◆ Document text:
================

I drew in a shaky breath, trying to remember that being nervous was the whole point.
It was one hour before show time, and I was on the list of scheduled performances for that evening’s New Works Showcase. Well, the play I had written was, anyway.
Standing in the Black Box Theater, I still couldn’t believe what was about to happen. In less than an hour, my short play would be shared with an audience for the very first time.
I had never shared my work so publicly before. And while I wasn’t regretting my decision to put my work out there, I couldn’t help feeling a little nervous. Okay, a lot nervous. I mean, what if the audience hated it? What if they got up and left in the middle of the show?
What if—I stopped myself. If I ever intended on being a writer I knew I had to get over my fear of sharing my work with an audience. I mean, if you plan on writing books for a living sooner or later someone will need to read them. That’s kind of how it works, after all.
I sat back in my chair as the lights dimmed and members of the cast took their places on stage. The showcase was starting.

================

◆ Data:
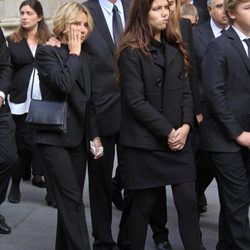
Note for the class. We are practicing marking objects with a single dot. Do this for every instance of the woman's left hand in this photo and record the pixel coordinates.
(178, 140)
(74, 40)
(96, 148)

================

◆ Exercise description:
Continue the story about the first-time playwright at the New Works Showcase, picking up right after the sentence "The showcase was starting."

◆ Exercise output:
It’s impossible to articulate the intensity and variety of positive emotion I felt as I watched them up on stage bringing my story to life, but I will say this: It was better and more fulfilling than anything I could have ever imagined. Sure, I had seen them perform in the rehearsals we’d had in the days leading up to the show, but in that moment the actors created something authentic. They brought life to the moment and shared it with the audience. And I was there to witness it all, sitting in the back, grinning wildly like an insanely proud parent.
When the host of the showcase wrapped things up, I bolted straight up out of my seat and raced toward the cast of my play. I needed to give some hugs, pronto! Just as I was suggesting we all get together for a group photo, I felt a tap on my shoulder. A member of the audience was standing patiently behind me.
“That was really beautiful,” he said once I turned around. He must have identified me as the writer of the piece because I was standing with the group of actors he had just seen up on stage.
“Thank you!” I said, the elation lighting up my face. Could this night get any better?!
As he disappeared back into the crowd, I felt a warmth unfolding throughout my entire body. And I realized that even if the show had indeed flopped as I feared, it wouldn’t have mattered. Whether that man told me the play was beautiful or that it sucked, he was giving me feedback. Now I understood the value of sharing work with the world: If you are lucky enough, someone just might say something back in response.